§ Dataset records

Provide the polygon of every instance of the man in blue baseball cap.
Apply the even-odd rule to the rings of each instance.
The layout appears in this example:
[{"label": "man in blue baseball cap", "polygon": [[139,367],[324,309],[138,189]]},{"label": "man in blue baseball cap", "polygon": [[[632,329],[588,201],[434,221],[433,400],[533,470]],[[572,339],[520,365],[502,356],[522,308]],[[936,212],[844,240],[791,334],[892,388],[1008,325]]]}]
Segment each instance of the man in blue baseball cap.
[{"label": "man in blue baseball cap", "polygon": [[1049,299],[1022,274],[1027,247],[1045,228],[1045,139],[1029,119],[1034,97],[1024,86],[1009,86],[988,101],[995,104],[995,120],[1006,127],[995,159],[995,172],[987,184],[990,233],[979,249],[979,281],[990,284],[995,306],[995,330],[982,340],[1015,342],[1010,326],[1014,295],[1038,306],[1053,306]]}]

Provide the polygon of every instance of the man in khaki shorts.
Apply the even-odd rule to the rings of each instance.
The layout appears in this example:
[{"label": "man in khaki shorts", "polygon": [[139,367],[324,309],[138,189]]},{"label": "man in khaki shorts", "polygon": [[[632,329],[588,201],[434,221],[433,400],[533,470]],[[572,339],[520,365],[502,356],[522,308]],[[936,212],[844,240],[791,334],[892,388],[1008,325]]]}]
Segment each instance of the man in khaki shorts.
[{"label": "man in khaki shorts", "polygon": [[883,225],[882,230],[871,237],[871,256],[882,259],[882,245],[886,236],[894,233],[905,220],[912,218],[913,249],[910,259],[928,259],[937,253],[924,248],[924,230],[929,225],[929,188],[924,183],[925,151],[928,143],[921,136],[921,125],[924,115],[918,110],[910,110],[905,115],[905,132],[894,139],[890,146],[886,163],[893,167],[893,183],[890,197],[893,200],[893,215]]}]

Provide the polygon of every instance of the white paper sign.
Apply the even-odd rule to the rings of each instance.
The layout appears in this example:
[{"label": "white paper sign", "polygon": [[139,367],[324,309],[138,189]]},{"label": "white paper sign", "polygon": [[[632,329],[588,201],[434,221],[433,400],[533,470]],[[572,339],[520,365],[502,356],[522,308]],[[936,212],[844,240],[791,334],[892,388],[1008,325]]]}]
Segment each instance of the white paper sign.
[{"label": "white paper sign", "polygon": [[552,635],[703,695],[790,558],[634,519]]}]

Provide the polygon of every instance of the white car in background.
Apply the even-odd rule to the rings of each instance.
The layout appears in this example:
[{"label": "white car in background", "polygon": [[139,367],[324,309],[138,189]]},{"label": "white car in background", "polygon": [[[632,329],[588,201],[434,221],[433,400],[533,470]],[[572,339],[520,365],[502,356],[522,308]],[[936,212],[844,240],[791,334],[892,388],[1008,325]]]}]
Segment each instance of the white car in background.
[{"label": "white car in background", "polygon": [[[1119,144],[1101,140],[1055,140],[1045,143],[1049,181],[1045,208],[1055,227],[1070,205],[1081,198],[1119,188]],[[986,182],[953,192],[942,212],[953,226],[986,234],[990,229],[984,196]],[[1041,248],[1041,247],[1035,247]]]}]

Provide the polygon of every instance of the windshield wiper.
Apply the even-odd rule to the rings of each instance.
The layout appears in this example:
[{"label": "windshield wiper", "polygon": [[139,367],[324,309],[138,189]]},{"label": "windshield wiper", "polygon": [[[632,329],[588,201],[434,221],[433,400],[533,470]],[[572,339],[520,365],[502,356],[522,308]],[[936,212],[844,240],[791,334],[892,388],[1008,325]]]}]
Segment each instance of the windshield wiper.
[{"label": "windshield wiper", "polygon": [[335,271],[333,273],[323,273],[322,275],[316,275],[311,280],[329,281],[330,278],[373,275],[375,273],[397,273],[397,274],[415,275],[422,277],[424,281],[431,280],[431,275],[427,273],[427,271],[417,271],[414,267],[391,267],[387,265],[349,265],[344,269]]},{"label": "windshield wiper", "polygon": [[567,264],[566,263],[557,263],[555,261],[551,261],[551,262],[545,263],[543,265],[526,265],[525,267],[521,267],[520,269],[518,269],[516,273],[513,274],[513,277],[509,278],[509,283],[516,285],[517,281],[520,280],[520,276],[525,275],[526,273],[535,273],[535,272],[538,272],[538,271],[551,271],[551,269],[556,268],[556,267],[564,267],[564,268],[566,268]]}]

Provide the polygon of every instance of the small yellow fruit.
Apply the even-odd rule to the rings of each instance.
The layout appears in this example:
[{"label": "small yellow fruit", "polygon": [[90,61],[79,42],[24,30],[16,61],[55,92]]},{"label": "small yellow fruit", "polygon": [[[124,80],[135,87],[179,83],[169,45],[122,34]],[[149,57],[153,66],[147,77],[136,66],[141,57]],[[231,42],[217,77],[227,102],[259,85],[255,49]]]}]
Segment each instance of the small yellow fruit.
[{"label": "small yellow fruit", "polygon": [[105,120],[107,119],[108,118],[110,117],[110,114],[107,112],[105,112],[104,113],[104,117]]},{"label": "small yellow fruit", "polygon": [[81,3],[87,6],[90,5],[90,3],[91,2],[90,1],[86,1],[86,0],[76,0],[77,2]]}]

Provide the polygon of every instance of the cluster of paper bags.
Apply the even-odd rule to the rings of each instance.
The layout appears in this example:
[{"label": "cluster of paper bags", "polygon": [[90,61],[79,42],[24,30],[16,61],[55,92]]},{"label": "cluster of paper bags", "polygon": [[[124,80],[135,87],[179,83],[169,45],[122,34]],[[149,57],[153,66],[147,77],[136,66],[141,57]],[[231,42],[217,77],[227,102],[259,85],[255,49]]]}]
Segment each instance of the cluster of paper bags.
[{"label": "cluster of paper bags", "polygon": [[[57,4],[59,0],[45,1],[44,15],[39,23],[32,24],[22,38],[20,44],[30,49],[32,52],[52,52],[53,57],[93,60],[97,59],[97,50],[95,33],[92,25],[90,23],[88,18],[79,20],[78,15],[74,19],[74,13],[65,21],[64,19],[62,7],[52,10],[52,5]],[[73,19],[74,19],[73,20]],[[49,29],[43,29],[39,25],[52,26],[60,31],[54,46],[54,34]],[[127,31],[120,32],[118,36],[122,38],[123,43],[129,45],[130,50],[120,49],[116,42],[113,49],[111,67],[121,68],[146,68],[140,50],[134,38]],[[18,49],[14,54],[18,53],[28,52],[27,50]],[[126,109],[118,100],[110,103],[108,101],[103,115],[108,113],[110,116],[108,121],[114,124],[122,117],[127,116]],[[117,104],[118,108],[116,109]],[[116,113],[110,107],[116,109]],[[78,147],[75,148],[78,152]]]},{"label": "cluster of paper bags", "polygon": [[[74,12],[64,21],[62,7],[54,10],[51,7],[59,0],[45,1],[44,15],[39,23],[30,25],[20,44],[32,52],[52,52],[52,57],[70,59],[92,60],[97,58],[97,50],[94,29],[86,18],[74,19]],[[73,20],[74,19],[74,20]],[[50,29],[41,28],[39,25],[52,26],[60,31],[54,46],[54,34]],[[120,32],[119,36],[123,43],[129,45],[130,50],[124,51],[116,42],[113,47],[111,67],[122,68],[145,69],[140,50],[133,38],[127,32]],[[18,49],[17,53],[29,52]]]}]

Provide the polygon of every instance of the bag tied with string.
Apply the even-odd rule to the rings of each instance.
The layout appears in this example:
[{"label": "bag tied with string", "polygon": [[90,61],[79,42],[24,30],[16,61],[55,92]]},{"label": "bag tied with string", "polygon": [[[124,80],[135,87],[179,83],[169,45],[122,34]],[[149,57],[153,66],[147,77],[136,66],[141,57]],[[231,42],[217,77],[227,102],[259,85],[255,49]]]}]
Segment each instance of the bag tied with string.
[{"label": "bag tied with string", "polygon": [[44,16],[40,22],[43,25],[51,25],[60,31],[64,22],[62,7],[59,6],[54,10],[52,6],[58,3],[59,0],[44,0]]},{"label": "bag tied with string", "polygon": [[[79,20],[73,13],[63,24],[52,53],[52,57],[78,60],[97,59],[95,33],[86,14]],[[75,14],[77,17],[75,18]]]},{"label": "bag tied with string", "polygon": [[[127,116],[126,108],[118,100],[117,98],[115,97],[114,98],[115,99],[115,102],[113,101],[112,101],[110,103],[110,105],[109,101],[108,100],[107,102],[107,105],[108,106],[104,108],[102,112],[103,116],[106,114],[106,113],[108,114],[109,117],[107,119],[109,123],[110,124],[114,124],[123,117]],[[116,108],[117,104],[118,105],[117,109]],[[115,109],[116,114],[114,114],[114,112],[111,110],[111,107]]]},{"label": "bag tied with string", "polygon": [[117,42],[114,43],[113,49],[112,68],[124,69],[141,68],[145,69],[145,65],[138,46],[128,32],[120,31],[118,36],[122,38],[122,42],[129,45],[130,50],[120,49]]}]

§ Work to do
How many lines of the data above contain the word "every"? Give only the number.

§ Task output
8